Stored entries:
------------------------------------

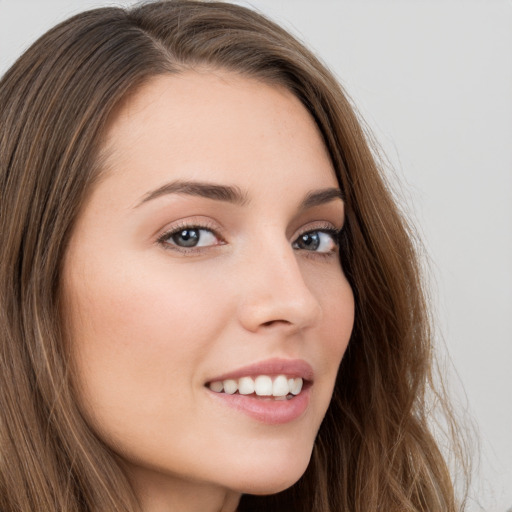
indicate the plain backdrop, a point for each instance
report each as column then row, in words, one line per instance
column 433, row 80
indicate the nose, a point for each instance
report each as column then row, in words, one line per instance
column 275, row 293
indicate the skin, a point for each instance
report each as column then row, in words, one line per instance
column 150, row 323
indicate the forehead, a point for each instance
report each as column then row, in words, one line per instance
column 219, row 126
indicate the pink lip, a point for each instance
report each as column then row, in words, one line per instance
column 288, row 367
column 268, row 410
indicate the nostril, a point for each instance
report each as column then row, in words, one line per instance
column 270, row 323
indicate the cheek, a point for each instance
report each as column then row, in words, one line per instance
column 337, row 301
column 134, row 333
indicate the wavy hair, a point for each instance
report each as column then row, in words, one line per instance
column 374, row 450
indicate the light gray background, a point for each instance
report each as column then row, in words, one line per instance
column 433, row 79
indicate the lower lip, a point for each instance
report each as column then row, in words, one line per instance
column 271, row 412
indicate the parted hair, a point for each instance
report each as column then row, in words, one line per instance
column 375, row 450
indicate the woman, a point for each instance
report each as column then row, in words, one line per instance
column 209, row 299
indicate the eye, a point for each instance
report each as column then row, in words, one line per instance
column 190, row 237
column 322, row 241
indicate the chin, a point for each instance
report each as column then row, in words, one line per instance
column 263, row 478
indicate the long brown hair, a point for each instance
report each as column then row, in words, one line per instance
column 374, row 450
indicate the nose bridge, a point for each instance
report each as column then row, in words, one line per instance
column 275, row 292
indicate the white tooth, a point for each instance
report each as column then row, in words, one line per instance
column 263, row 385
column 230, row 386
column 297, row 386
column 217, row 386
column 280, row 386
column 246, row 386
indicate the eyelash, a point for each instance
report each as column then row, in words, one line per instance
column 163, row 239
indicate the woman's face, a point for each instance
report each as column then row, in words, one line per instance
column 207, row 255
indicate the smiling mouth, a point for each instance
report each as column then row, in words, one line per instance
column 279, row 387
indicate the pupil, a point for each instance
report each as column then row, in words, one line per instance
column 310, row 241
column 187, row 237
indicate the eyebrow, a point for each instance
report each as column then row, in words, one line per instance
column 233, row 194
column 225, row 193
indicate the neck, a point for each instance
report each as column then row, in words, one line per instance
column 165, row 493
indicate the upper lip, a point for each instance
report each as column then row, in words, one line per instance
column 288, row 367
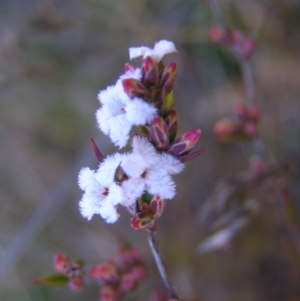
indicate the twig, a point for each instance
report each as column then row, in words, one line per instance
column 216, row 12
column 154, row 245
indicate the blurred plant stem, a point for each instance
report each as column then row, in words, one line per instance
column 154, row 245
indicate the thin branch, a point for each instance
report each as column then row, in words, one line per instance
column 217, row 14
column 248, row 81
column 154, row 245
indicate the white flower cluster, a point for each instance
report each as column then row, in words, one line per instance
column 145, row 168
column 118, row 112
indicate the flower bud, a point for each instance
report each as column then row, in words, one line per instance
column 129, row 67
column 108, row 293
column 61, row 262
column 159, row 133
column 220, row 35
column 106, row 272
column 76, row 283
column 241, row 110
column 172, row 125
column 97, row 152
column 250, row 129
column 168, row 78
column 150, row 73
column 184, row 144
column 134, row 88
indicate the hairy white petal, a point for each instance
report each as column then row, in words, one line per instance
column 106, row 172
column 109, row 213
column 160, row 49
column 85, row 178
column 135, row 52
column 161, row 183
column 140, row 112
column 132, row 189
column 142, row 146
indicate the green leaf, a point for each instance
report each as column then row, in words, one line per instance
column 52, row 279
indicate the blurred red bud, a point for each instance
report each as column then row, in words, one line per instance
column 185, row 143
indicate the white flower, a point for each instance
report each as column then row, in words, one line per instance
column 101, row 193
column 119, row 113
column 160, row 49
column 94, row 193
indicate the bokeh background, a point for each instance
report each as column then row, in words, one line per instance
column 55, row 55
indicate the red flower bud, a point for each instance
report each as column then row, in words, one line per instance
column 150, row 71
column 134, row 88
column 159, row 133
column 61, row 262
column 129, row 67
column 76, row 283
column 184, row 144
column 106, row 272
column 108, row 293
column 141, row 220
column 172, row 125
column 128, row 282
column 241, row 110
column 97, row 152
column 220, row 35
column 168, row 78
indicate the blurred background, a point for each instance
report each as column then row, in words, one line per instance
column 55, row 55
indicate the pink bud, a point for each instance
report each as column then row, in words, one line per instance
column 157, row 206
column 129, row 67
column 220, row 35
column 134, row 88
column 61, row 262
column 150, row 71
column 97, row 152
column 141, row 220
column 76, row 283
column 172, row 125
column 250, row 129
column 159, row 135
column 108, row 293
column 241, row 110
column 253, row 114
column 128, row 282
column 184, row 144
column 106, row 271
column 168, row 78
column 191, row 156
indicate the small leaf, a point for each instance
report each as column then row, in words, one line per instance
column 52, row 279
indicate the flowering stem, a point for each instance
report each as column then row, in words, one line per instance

------------------------------------

GIVEN REQUEST: Arrange every line of the items above as a JSON list of strings, one string per line, omitting blank lines and leaving the pictures out of the answer.

ANSWER TO THIS TASK:
[
  "indicate the plain backdrop, a point for each instance",
  "report each as column then row, in words, one line per instance",
  "column 433, row 80",
  "indicate the nose, a point for each instance",
  "report each as column then row, in words, one line per instance",
  "column 275, row 293",
  "indicate the skin, a point for each instance",
  "report each as column then row, in words, one line per instance",
  "column 150, row 323",
  "indicate the forehead, a point for each instance",
  "report each as column then row, in words, one line per instance",
  "column 219, row 126",
  "indicate the pink lip, a point for each instance",
  "report each as column then row, in words, one line per instance",
  "column 288, row 367",
  "column 268, row 410",
  "indicate the nostril, a point for each instance",
  "report each as column then row, in words, one line per instance",
  "column 270, row 323",
  "indicate the cheek, a point for each instance",
  "report each as column then row, in words, one line per instance",
  "column 337, row 301",
  "column 134, row 333",
  "indicate the wavy hair, a point for each instance",
  "report each as column then row, in words, one line per instance",
  "column 374, row 450",
  "indicate the light gray background, a point for each instance",
  "report each as column then row, in words, one line per instance",
  "column 433, row 79",
  "indicate the lower lip, a point for each instance",
  "report each as column then row, in words, one line per instance",
  "column 271, row 412",
  "indicate the parted hair, a point for each instance",
  "report each as column then row, in words, one line per instance",
  "column 375, row 450",
  "indicate the woman, a point for each instance",
  "report each as column then row, in words, one line per instance",
  "column 209, row 299",
  "indicate the eye, a point for each instance",
  "report each as column then row, in words, one line per instance",
  "column 190, row 237",
  "column 322, row 241",
  "indicate the chin, a point for each instance",
  "report each as column then row, in words, one line per instance",
  "column 263, row 478",
  "indicate the long brown hair, a point for each instance",
  "report each as column then row, in words, one line per instance",
  "column 374, row 450",
  "indicate the nose bridge, a point for each instance",
  "report each as column then row, in words, one line per instance",
  "column 275, row 292",
  "indicate the white tooth, a point for each instance",
  "report each as column then row, in words, one line per instance",
  "column 263, row 385",
  "column 230, row 386",
  "column 297, row 386",
  "column 217, row 386",
  "column 280, row 386",
  "column 246, row 386",
  "indicate the eyelash, a point for each instance",
  "report each as column then row, in words, one line per instance",
  "column 163, row 239",
  "indicate the woman's face, a point for each instance",
  "report each as column then row, in words, one line per instance",
  "column 207, row 255",
  "indicate the smiling mouth, a point for each instance",
  "report each as column then row, in words, one line per instance",
  "column 279, row 387",
  "indicate the pupil, a point for each instance",
  "report each as column then row, in words, one line per instance",
  "column 310, row 241",
  "column 187, row 237",
  "indicate the eyebrow, a point for each instance",
  "report each as column then row, in words, one line per instance",
  "column 233, row 194",
  "column 225, row 193",
  "indicate the neck, a point for each instance",
  "report each as column then row, in words, one line per instance",
  "column 165, row 493",
  "indicate the upper lip, a point for each instance",
  "report each as column then row, in words, one line per instance",
  "column 288, row 367",
  "indicate the twig, a point for each instance",
  "report each as column then row, in words, one line per instance",
  "column 216, row 12",
  "column 154, row 245",
  "indicate the blurred plant stem, a point for each instance",
  "report each as column then row, in words, one line per instance",
  "column 154, row 245",
  "indicate the thin branch, a point for each instance",
  "report each as column then row, in words, one line per instance",
  "column 217, row 14",
  "column 248, row 81",
  "column 154, row 245",
  "indicate the white flower cluster, a point for each instance",
  "report each as column then row, in words, one line per instance",
  "column 145, row 168",
  "column 118, row 112",
  "indicate the flower bud, a point for each instance",
  "report each as column then row, in words, one line per instance",
  "column 129, row 67",
  "column 108, row 293",
  "column 61, row 262",
  "column 159, row 133",
  "column 220, row 35",
  "column 106, row 272",
  "column 76, row 283",
  "column 241, row 110",
  "column 172, row 125",
  "column 97, row 152",
  "column 250, row 129",
  "column 168, row 78",
  "column 150, row 73",
  "column 184, row 144",
  "column 134, row 88",
  "indicate the hairy white petal, a point for each instance",
  "report each as column then row, in words, one line per instance",
  "column 106, row 172",
  "column 109, row 213",
  "column 160, row 49",
  "column 85, row 178",
  "column 135, row 52",
  "column 161, row 183",
  "column 140, row 112",
  "column 132, row 189",
  "column 142, row 146",
  "indicate the green leaf, a point for each instance",
  "report each as column then row, in words, one line per instance",
  "column 52, row 279",
  "indicate the blurred red bud, a point for each instance",
  "report each as column then row, in words, one line per instance",
  "column 185, row 143",
  "indicate the white flower, a point for each instance",
  "report each as column then row, in words, one line per instance",
  "column 101, row 193",
  "column 119, row 113",
  "column 160, row 49",
  "column 94, row 193",
  "indicate the bokeh background, a point for each instance",
  "report each as column then row, in words, one line per instance",
  "column 55, row 55",
  "indicate the red flower bud, a point for each instance",
  "report each as column then row, in words, one line per instance",
  "column 150, row 71",
  "column 134, row 88",
  "column 159, row 133",
  "column 61, row 262",
  "column 129, row 67",
  "column 76, row 283",
  "column 184, row 144",
  "column 106, row 272",
  "column 108, row 293",
  "column 141, row 220",
  "column 172, row 125",
  "column 128, row 282",
  "column 241, row 110",
  "column 97, row 152",
  "column 220, row 35",
  "column 168, row 78",
  "indicate the blurred background, a point for each instance",
  "report each as column then row, in words, one line per instance",
  "column 55, row 55",
  "indicate the pink bud, a point for each instance",
  "report each as column then row, in words, one line per instance",
  "column 157, row 206",
  "column 129, row 67",
  "column 220, row 35",
  "column 134, row 88",
  "column 61, row 262",
  "column 150, row 71",
  "column 97, row 152",
  "column 141, row 220",
  "column 76, row 283",
  "column 172, row 125",
  "column 250, row 129",
  "column 159, row 135",
  "column 108, row 293",
  "column 241, row 110",
  "column 253, row 114",
  "column 128, row 282",
  "column 184, row 144",
  "column 106, row 271",
  "column 168, row 78",
  "column 191, row 156",
  "indicate the small leaf, a point for each instance",
  "report each as column then row, in words, one line per instance",
  "column 52, row 279",
  "indicate the flowering stem, a point for each instance",
  "report each as column then row, in words, one line per instance"
]